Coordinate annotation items
* * *
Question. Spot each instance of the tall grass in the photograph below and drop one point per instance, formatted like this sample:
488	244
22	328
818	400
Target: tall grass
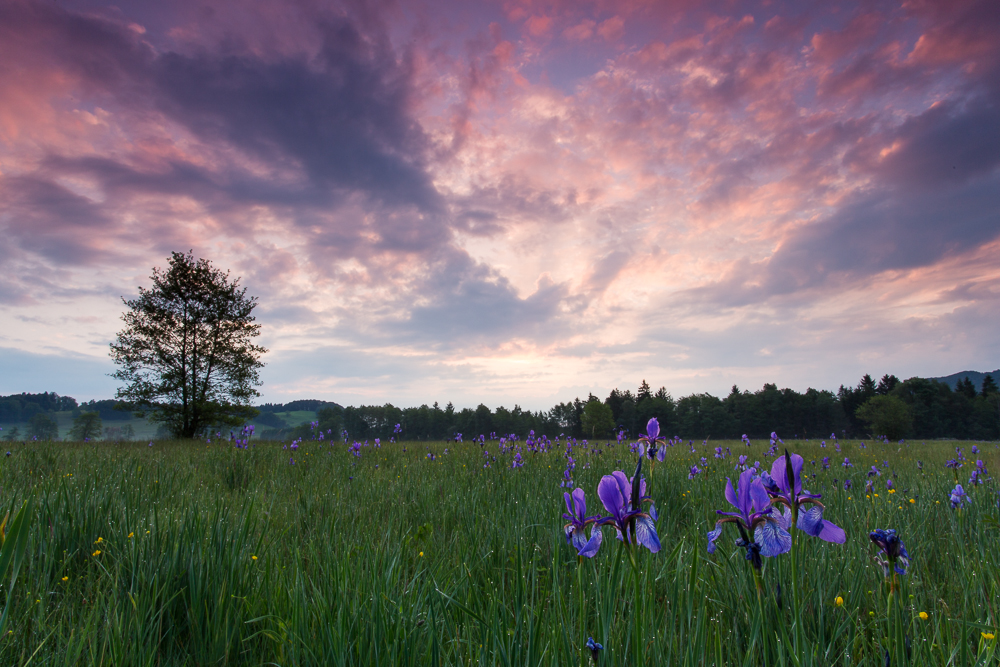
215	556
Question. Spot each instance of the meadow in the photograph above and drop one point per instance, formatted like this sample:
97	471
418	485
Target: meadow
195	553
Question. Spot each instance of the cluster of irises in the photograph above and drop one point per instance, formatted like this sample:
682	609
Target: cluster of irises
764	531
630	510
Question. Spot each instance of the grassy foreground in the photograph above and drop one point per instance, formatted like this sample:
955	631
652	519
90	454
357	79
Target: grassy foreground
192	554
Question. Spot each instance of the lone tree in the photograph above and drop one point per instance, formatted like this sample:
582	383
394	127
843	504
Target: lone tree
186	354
* * *
Task objective. Give every line of the items above as a JSON list of strings, one string per line, with blank lines omitted. Leave out the picture.

Answer for this exercise.
[
  "Question. Spot each instance of the tall grass in the photograph below and drop one point per instance, formatted like this sample:",
  "488\t244",
  "22\t328",
  "818\t400",
  "Target: tall grass",
  "215\t556",
  "Question. Spot each instance of the meadow in the photograph above and drop one point per instance, formatted like this sample:",
  "97\t471",
  "418\t485",
  "Target: meadow",
  "195\t553",
  "Question. Spot each instance of the cluster of irises in the photograph above and drop one point per instance, formatted like this sample:",
  "682\t609",
  "Target: cluster of irises",
  "764\t531",
  "630\t510",
  "Question. Spot each instance of the grassy foreground in the photograph above and drop one point per instance, formatted like this sample:",
  "955\t631",
  "652\t519",
  "90\t454",
  "357\t79",
  "Target: grassy foreground",
  "192\t554",
  "Question. Spot each instance of the lone tree in the photograph above and drop one point per instance, formatted like this sample:",
  "582\t383",
  "394\t127",
  "843\t504",
  "Target: lone tree",
  "186\t354"
]